_Task instructions_
Gather each line of the records below that contains the word "mane", and reproduce every such line unchanged.
- - - - -
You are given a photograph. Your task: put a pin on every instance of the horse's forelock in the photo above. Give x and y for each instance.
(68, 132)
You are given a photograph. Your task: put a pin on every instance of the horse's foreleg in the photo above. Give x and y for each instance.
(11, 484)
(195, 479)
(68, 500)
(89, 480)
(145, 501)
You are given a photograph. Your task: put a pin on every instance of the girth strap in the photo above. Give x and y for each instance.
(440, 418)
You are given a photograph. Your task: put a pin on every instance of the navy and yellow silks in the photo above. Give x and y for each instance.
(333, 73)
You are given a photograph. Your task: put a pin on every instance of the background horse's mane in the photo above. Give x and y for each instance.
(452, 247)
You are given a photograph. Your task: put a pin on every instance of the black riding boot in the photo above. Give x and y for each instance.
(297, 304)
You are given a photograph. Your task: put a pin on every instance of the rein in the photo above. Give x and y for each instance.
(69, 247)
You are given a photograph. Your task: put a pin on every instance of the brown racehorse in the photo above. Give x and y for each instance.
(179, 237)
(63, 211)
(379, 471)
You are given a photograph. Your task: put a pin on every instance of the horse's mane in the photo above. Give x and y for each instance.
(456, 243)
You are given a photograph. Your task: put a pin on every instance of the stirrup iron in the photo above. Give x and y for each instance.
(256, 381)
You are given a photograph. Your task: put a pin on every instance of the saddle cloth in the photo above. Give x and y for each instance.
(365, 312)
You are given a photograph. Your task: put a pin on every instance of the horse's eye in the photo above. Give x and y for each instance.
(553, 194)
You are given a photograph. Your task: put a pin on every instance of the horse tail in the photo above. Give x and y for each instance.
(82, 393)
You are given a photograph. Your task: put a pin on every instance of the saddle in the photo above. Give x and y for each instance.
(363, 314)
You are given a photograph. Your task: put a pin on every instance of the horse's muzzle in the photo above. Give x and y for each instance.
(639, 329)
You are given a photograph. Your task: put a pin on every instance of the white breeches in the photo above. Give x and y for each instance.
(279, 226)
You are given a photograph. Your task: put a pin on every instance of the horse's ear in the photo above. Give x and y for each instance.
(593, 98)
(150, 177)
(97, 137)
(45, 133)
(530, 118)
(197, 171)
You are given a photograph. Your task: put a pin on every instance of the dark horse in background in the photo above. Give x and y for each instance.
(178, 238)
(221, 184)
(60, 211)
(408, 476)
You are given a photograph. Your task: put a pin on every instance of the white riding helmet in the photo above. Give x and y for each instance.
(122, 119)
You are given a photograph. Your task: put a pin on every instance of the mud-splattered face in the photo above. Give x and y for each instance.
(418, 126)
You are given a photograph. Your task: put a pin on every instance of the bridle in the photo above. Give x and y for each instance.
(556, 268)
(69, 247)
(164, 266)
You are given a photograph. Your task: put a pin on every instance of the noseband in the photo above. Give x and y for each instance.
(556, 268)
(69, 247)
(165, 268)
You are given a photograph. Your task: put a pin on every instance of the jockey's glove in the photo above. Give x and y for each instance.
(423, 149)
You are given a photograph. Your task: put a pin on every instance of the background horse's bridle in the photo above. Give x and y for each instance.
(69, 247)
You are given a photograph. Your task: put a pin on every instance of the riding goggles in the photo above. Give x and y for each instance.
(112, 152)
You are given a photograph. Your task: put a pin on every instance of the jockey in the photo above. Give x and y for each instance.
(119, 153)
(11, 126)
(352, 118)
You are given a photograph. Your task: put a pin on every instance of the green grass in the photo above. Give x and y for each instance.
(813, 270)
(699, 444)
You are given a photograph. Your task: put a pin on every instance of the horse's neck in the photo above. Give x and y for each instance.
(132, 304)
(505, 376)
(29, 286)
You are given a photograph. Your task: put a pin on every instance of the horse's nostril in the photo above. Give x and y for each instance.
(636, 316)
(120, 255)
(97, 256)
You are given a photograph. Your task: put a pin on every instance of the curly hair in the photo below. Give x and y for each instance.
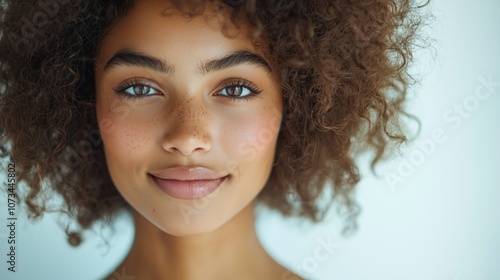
- - - - -
_Result of the task_
You are given a photograph. Your task: put a pin on every instance of the background horse's mane in the photo above. Give x and y for each instance.
You are given a photograph. Your task: put a pin on every instance of the horse's mane in the photo above. Give x and y for each instance.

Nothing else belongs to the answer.